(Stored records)
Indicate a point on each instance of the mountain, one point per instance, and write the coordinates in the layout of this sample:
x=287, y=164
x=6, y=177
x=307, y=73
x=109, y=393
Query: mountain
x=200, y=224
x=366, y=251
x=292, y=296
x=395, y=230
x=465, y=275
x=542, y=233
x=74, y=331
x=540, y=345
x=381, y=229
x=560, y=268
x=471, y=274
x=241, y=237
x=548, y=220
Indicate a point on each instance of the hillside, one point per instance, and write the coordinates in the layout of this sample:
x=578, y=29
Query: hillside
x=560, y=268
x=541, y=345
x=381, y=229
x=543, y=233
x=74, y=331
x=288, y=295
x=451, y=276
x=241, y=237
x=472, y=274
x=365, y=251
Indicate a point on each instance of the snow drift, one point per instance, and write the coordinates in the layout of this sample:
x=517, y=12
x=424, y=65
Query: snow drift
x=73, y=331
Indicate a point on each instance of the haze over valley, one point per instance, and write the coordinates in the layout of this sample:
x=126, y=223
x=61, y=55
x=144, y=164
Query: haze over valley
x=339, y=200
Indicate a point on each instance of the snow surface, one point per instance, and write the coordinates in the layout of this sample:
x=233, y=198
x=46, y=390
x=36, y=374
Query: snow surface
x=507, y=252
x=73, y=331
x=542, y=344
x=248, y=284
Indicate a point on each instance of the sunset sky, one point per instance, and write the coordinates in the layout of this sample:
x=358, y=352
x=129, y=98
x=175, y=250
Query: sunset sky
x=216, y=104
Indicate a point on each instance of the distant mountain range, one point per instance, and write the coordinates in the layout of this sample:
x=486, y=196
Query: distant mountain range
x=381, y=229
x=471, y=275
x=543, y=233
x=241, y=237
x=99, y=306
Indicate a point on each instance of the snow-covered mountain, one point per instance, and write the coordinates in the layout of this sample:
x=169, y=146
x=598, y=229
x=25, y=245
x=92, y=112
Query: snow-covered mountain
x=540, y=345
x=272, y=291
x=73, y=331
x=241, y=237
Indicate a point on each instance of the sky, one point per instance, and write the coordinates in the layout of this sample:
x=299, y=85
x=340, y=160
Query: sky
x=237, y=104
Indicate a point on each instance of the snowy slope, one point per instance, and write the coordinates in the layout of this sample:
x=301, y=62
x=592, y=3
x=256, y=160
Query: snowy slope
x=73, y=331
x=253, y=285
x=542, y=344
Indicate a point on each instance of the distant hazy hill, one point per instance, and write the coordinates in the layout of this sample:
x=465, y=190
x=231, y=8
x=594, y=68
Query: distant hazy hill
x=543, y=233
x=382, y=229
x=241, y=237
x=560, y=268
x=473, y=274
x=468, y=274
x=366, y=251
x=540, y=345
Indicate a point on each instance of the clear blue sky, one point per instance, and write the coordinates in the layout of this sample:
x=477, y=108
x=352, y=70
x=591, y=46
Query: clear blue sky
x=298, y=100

## [GOAL OF THE EXERCISE]
Retype each line above with no alterations.

## [OUTPUT FOR THIS EXERCISE]
Indicate a point on each instance of the mountain, one point per instance, and write the coordinates in the layout of this sample:
x=287, y=164
x=6, y=177
x=307, y=73
x=109, y=393
Query: mountain
x=200, y=224
x=366, y=251
x=292, y=296
x=395, y=230
x=465, y=275
x=542, y=233
x=74, y=331
x=540, y=345
x=381, y=229
x=560, y=268
x=471, y=274
x=241, y=237
x=548, y=220
Indicate a point on each instance of the hillside, one point per instance, and write the coordinates in the layout of this sample:
x=578, y=29
Query: hillside
x=560, y=268
x=541, y=345
x=381, y=229
x=543, y=233
x=74, y=331
x=288, y=295
x=451, y=276
x=241, y=237
x=472, y=274
x=365, y=251
Indicate a point on each instance of the snow drift, one point per instance, and write the coordinates in the layout of this sample:
x=517, y=12
x=424, y=65
Query: snow drift
x=73, y=331
Indicate a point on each instance of the haze over valley, one point per instance, and write the coordinates in the layout of this sample:
x=126, y=223
x=61, y=55
x=144, y=164
Query: haze over valley
x=339, y=200
Indicate a point on each instance of the snow surface, one point per instance, and write the coordinates in the layout of this sample:
x=233, y=198
x=46, y=390
x=36, y=374
Query: snow surface
x=507, y=252
x=73, y=331
x=542, y=344
x=248, y=284
Indicate a point on each instance of the sunset sky, one point per instance, and write the coordinates in the layout of this sample:
x=358, y=352
x=129, y=98
x=175, y=250
Query: sunset sky
x=216, y=104
Indicate a point on each instance of the distant mountain range, one point per instance, and write the coordinates in the layout of this sample:
x=486, y=196
Query: distant mountain range
x=381, y=229
x=471, y=275
x=543, y=233
x=241, y=237
x=99, y=306
Indicate a point on each instance of the snow-covered mountain, one point per instance, and write the coordinates in the layout of this sample:
x=169, y=146
x=598, y=229
x=25, y=245
x=92, y=112
Query: snow-covered mountain
x=540, y=345
x=272, y=291
x=73, y=331
x=241, y=237
Indicate a point on each instance of the sky, one point per instance, and write the coordinates in the layout of this sample:
x=299, y=85
x=340, y=160
Query: sky
x=237, y=104
Indicate a point on each instance of the snowy slope, one point per instance, and write the coordinates in the layout of this sample:
x=301, y=62
x=592, y=3
x=256, y=160
Query: snowy slope
x=73, y=331
x=253, y=285
x=542, y=344
Indicate a point on each instance of the distant hazy hill, one point per instance, and write the coordinates in the layout of this sample:
x=465, y=190
x=231, y=8
x=594, y=68
Query: distant hazy hill
x=543, y=233
x=382, y=229
x=241, y=237
x=560, y=268
x=473, y=274
x=468, y=274
x=366, y=251
x=540, y=345
Indicate a point on each instance of the clear blue sky, one point per instance, and write the coordinates in the layout of this sample:
x=477, y=108
x=352, y=70
x=591, y=46
Query: clear blue sky
x=298, y=100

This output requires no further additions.